(Text section begins)

Harnessing AI for Digital Bank Security

The realm of Artificial Intelligence (AI) offers promising solutions for enhancing digital bank security. By leveraging AI, digital banks can proactively pinpoint and counteract potential threats. Features like AI-powered behavioural analytics can identify irregular user patterns, thus flagging or halting suspicious activities. Moreover, AI aids in real-time monitoring, detecting phishing attempts, and predicting possible future threats based on historical data. In essence, AI acts as a vigilant guardian, shielding digital banks from the multifaceted cyber risks of today. These AI solutions can proactively detect, analyse, and neutralise threats. Here are some of the AI-driven security solutions that digital banks in Bangladesh could adopt:

Behavioral Analytics:

AI algorithms can monitor user behaviour, including login times, transaction patterns, and access points. If the system detects unusual behaviour that deviates from a user’s typical pattern, it can flag or halt potentially fraudulent activity.

Fraud Detection:

AI can analyse vast amounts of transaction data in real time to identify unusual patterns or anomalies that might indicate fraudulent activity. The system can then take automated action or alert human investigators.

Phishing Detection:

AI can be trained to identify phishing attempts in emails, messages, or malicious websites, thereby protecting employees and customers from these attacks.

Natural Language Processing (NLP):

NLP can be used in chatbots to answer security-related queries from customers, but they can also monitor for suspicious or malicious commands and queries.

Threat Intelligence:

AI can scan and analyse vast datasets from various sources to predict and identify emerging threats or vulnerabilities in real time.

Biometric Authentication:

AI can enhance biometric systems by analysing fingerprints, voice recognition, or facial recognition data more accurately, ensuring only authorised users gain access.

Security Automation:

In response to detected threats, AI can automate certain defensive measures, like isolating affected systems or blocking suspicious IP addresses.

Real-time Network Analysis:

AI-driven solutions can monitor network traffic in real time, ensuring no malicious data packets enter the bank’s digital infrastructure.

Predictive Analytics:

By analysing past security incidents and patterns, AI can predict potential future threats, allowing banks to take preventative measures.

Chatbot and Voice Recognition Systems:

Beyond customer service, these can be used to authenticate users based on voice patterns and to detect and block suspicious queries.

Secure Document Analysis:

AI can scan and analyse documents for hidden malware or malicious codes embedded in seemingly innocuous files.

(Text section ends)

● **About this exercise**
Rewrite the paragraph of the text on AI for digital bank security that begins "The realm of Artificial Intelligence" as a shorter paragraph that keeps its main facts.

(Material supplied begins)

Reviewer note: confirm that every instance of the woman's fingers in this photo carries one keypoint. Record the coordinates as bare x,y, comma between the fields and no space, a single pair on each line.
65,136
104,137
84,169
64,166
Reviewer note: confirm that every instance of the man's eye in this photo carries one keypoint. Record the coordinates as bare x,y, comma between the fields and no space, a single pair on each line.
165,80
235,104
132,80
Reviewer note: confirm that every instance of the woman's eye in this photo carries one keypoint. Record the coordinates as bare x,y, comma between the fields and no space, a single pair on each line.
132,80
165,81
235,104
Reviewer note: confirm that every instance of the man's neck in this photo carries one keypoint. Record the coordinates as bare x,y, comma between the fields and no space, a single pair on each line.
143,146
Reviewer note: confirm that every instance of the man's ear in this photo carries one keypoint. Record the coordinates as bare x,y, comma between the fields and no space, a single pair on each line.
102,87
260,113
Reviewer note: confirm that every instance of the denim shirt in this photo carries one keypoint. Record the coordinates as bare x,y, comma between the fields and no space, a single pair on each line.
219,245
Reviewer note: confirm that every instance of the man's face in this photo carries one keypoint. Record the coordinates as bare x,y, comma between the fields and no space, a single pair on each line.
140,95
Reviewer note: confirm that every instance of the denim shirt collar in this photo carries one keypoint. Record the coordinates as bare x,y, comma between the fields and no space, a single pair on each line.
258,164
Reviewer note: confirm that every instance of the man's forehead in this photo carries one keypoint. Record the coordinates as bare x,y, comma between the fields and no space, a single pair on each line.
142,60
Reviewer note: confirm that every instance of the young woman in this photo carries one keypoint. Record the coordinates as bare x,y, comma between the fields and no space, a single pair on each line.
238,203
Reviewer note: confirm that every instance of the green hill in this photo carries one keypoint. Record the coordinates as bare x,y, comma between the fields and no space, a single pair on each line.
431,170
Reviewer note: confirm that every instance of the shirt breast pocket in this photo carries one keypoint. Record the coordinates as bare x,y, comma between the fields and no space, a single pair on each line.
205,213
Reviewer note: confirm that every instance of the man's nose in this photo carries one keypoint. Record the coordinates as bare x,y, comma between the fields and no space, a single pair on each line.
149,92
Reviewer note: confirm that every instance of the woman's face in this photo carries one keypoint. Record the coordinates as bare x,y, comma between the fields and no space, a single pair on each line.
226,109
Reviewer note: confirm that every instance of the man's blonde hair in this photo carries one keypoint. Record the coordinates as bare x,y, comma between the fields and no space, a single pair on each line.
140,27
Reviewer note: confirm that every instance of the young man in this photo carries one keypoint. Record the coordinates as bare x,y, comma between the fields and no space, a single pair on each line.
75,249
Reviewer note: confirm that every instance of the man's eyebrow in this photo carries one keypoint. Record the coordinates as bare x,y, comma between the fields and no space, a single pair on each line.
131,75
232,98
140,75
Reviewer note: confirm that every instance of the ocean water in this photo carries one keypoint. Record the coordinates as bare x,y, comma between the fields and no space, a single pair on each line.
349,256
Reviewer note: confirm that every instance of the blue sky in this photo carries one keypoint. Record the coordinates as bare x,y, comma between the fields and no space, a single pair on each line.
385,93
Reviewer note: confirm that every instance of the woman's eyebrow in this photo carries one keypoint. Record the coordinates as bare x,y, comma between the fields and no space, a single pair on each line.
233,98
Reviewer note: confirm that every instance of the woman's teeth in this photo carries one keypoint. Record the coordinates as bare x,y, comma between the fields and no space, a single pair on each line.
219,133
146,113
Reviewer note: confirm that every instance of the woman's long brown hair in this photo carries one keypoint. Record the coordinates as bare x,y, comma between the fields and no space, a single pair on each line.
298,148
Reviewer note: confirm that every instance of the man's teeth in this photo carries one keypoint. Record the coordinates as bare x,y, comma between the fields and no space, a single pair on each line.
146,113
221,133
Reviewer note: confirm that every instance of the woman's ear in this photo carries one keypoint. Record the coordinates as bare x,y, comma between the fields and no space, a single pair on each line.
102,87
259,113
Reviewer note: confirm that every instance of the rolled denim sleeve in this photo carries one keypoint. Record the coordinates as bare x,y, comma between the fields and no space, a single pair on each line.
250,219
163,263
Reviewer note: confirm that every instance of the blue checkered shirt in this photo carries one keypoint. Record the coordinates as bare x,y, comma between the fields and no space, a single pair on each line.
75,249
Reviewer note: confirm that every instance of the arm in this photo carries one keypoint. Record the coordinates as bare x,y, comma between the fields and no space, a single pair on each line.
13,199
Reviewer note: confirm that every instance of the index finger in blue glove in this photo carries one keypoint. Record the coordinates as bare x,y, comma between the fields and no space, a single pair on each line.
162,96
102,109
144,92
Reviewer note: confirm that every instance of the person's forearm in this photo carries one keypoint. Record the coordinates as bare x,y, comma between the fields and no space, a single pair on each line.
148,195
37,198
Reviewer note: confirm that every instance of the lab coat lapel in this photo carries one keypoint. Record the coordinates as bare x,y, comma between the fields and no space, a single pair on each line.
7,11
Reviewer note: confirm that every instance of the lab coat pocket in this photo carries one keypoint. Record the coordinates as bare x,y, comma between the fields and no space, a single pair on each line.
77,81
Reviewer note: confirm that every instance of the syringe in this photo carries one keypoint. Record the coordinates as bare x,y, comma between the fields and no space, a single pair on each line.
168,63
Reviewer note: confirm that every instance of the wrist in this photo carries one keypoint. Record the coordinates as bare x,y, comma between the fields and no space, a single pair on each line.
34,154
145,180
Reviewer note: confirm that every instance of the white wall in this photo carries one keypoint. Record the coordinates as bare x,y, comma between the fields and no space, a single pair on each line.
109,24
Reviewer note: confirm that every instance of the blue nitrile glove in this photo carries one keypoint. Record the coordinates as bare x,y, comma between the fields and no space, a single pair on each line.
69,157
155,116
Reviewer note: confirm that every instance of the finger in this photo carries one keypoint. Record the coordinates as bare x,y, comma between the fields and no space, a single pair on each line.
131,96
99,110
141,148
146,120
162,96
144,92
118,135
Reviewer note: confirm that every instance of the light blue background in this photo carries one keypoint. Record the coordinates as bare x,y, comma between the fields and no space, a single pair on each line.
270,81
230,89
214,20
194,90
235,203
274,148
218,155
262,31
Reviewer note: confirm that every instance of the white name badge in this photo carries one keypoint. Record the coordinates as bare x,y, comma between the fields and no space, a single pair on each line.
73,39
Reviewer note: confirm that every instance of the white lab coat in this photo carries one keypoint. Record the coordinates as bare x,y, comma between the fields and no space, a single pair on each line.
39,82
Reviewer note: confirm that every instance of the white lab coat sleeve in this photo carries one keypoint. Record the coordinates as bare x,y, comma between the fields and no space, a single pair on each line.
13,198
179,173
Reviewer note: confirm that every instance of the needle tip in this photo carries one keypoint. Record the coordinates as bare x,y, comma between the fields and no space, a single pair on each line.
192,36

(Material supplied ends)

● **Exercise output**
AI can strengthen digital bank security by proactively detecting, analyzing, and neutralizing threats. Behavioral analytics can spot irregular user patterns and flag or halt suspicious activity. AI also supports real-time monitoring, detects phishing attempts, and predicts future threats from historical data. Several AI-driven security solutions are available for digital banks in Bangladesh to adopt.